- [Problem details]: Reproduce the entries exactly and omit the pictures.
------------------------------------
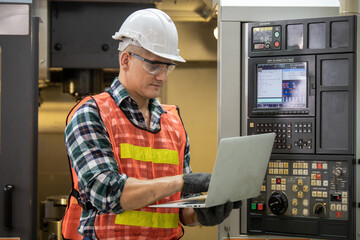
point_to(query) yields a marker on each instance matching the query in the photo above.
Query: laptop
(238, 174)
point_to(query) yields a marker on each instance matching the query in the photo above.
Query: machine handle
(312, 86)
(8, 202)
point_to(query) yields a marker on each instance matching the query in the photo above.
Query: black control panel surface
(293, 135)
(306, 191)
(304, 90)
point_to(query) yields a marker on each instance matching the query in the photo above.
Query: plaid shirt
(89, 148)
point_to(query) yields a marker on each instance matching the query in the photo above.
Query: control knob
(278, 203)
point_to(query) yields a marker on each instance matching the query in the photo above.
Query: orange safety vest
(140, 154)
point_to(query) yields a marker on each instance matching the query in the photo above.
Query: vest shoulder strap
(76, 107)
(173, 109)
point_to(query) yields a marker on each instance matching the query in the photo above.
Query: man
(127, 151)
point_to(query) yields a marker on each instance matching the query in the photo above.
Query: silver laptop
(238, 173)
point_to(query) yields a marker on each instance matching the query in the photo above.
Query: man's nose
(162, 76)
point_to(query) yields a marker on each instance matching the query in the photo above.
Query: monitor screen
(281, 85)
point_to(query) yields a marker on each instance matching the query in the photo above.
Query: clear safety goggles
(155, 67)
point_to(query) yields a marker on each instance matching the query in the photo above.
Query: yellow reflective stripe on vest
(148, 154)
(148, 219)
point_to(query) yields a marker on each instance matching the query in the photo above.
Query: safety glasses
(155, 67)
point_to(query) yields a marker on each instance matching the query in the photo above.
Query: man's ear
(124, 60)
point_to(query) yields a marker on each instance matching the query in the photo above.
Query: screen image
(282, 85)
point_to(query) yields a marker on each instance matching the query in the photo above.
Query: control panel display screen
(282, 85)
(262, 34)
------------------------------------
- [Exercise result]:
point_to(query) yields a marker on each instance matching the query in the photo above.
Query: laptop
(238, 174)
point_to(query) yields a marker on each instance matching the query in the photo above.
Query: machine handle
(312, 86)
(8, 202)
point_to(query) yields a marker on each instance matching the query in the photo above.
Query: black control panel surface
(293, 135)
(306, 191)
(304, 90)
point_to(query) yields a marker on each instance matching the query in the photo above.
Query: plaid shirt
(89, 148)
point_to(query) yields a marker on each instance matching the query in the photo above.
Query: control knob
(278, 203)
point_to(query) yields a marker on each instance matching the query in the photo above.
Query: orange safety vest
(140, 154)
point_to(query) yields a marker on each instance matching the query in the photo above.
Query: vest shoulder strap
(76, 107)
(173, 109)
point_to(query) yields a marker on each instance matching the query in the photo above.
Query: man
(127, 151)
point_to(query) yields a marker on each instance matching the query in the photo above.
Query: silver laptop
(238, 173)
point_to(query) yields a marker on each instance matching the query in the photo above.
Query: man's nose
(162, 76)
point_to(query) yields a marker on each instance matching the query in the photo above.
Query: monitor screen
(281, 85)
point_to(query) yields a marker on each instance matching the query in the photo above.
Query: clear safety goggles
(155, 67)
point_to(query) yields a marker on each instance matching the query in the photo above.
Query: yellow reflective stripe on vest
(148, 154)
(148, 219)
point_to(query) yields a marker on each instance matching the query in the photo above.
Query: safety glasses
(155, 67)
point_to(query) yields a marker on each instance matching the query in the photo above.
Query: man's ear
(124, 60)
point_to(query) yields a marker on each instance matching the query in the photo above.
Query: screen image
(282, 85)
point_to(query) yields a marker on each instance matching the query in the photo above.
Query: control panel display screen
(282, 85)
(262, 34)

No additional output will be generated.